> [INSTRUCTIONS FOR THE TASK] Output only the stretch of the listing that starts at the line containing "Target: t-shirt sleeve" and ends at the line containing "142, row 2.", reproduced exactly with both ends.

> [SUPPLIED DATA]
┄┄┄┄┄┄
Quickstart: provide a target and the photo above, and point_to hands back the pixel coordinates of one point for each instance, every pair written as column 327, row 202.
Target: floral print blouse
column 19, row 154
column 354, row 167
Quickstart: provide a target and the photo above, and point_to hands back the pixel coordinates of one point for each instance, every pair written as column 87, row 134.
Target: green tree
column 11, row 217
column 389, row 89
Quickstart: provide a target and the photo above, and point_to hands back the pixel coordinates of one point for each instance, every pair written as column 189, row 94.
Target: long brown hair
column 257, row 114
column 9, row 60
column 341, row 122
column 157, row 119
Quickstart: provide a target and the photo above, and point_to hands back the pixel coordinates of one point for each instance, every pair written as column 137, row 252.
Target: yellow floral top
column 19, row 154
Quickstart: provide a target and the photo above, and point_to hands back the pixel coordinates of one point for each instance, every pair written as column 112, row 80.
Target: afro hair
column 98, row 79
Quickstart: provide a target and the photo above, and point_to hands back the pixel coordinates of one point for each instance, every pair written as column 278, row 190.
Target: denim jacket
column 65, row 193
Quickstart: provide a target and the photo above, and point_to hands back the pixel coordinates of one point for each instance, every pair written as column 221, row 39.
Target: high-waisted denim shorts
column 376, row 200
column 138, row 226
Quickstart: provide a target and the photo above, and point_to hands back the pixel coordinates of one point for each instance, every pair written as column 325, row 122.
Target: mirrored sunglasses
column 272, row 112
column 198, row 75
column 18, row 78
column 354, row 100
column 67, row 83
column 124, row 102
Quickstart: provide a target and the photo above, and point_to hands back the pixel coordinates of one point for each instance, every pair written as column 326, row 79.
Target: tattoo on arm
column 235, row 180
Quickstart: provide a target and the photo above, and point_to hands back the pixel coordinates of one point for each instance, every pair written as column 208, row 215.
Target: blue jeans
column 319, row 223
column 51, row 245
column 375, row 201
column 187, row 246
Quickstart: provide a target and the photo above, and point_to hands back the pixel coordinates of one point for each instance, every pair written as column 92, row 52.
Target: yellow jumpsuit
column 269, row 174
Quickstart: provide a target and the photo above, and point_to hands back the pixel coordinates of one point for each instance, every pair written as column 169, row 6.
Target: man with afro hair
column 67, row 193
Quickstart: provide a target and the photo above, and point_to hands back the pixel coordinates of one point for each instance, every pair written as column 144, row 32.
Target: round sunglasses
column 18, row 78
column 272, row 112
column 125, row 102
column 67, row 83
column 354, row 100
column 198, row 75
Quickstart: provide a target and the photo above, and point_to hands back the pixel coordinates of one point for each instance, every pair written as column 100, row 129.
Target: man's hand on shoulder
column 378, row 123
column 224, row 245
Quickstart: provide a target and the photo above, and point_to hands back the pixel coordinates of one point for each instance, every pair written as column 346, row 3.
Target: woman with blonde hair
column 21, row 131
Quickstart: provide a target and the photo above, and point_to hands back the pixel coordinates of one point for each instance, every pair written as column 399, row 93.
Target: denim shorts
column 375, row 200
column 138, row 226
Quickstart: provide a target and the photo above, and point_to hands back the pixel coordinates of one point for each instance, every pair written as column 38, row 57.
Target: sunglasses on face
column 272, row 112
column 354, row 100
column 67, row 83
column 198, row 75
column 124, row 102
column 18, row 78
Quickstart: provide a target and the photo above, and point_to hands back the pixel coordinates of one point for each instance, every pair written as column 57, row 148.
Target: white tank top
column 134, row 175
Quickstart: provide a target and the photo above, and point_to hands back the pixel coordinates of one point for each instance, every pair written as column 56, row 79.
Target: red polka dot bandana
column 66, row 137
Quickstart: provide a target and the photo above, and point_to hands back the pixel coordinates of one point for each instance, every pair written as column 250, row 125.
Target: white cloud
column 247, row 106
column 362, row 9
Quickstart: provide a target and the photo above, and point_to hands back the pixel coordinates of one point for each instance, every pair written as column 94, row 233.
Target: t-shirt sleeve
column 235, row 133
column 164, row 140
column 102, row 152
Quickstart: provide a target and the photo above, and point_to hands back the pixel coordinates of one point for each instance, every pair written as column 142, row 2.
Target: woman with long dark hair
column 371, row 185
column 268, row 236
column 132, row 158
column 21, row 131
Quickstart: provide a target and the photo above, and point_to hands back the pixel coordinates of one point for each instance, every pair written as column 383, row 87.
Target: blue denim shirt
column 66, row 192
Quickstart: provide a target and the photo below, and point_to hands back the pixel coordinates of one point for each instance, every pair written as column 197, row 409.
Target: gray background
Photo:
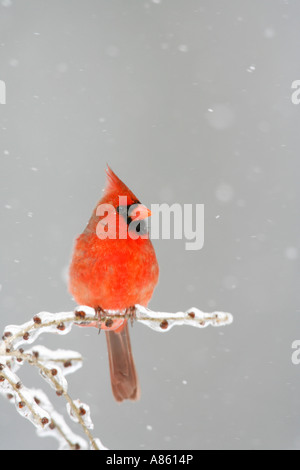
┄┄┄┄┄┄
> [EXERCISE ANSWER]
Target: t-shirt sleeve
column 235, row 133
column 164, row 140
column 102, row 152
Quickstart: provide a target and the photo above, and point_to hands back the pixel coordinates of one point for each instance, every pair written as column 142, row 2.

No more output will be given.